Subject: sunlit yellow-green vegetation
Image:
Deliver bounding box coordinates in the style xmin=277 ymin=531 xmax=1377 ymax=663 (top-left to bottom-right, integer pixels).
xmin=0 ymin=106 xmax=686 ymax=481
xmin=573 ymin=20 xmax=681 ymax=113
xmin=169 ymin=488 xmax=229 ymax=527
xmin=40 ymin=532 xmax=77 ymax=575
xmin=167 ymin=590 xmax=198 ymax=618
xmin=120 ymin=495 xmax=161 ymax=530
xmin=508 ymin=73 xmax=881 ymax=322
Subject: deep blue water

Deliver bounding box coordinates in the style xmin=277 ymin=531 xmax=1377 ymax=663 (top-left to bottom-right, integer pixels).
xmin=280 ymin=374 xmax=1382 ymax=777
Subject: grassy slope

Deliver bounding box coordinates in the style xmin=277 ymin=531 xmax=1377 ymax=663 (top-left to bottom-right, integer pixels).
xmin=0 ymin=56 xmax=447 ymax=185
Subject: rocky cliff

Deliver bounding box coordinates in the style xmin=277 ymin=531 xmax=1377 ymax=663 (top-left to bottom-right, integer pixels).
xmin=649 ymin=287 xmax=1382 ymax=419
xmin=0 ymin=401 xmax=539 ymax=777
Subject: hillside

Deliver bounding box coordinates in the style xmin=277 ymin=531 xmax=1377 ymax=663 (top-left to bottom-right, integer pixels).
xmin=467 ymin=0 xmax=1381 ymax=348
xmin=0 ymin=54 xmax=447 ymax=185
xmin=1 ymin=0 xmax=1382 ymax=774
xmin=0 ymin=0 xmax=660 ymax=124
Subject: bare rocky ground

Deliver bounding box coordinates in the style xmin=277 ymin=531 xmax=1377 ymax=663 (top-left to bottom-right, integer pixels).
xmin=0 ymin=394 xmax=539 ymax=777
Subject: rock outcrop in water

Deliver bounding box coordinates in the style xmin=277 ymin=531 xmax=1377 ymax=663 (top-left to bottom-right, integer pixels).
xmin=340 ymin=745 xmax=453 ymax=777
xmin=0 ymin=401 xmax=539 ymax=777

- [Exercise]
Give the entries again in full, exactly as they are written.

- [Reply]
Subject: sunlit yellow-green vegetation
Image:
Deliver bounding box coordinates in the style xmin=277 ymin=531 xmax=1377 ymax=663 (top-left to bottom-right, integer pixels).
xmin=0 ymin=106 xmax=686 ymax=481
xmin=573 ymin=20 xmax=681 ymax=113
xmin=169 ymin=488 xmax=229 ymax=527
xmin=40 ymin=532 xmax=77 ymax=575
xmin=167 ymin=590 xmax=198 ymax=618
xmin=120 ymin=495 xmax=161 ymax=530
xmin=508 ymin=73 xmax=881 ymax=322
Subject: deep blue water

Deliver bounding box coordinates in the style xmin=277 ymin=531 xmax=1377 ymax=663 (top-left to bottom-right, integer pixels).
xmin=280 ymin=374 xmax=1382 ymax=777
Subject: grassy slope

Deliver bounding box coordinates in the style xmin=277 ymin=531 xmax=1377 ymax=663 (top-left to bottom-right, integer pixels).
xmin=0 ymin=56 xmax=447 ymax=185
Subject: rocky cliff

Deliver bounding box coordinates in the style xmin=277 ymin=531 xmax=1377 ymax=663 (top-left to bottom-right, integer pixels).
xmin=649 ymin=287 xmax=1382 ymax=419
xmin=0 ymin=401 xmax=539 ymax=777
Subject: hillside

Deliver bounding box coordinates in the style xmin=277 ymin=531 xmax=1377 ymax=663 (top-left to bottom-right, integer pixels).
xmin=467 ymin=0 xmax=1381 ymax=348
xmin=0 ymin=54 xmax=447 ymax=185
xmin=1 ymin=0 xmax=1382 ymax=774
xmin=0 ymin=0 xmax=660 ymax=124
Subject: bare rocky ground

Deliver bounding box coordinates in the style xmin=277 ymin=531 xmax=1377 ymax=663 (top-left to bottom-right, integer pixels).
xmin=0 ymin=394 xmax=539 ymax=777
Subject: rock outcrop in water

Deliver bounding box coordinates in the style xmin=277 ymin=531 xmax=1377 ymax=663 (top-left to bottom-right, integer pixels).
xmin=340 ymin=745 xmax=453 ymax=777
xmin=0 ymin=401 xmax=539 ymax=777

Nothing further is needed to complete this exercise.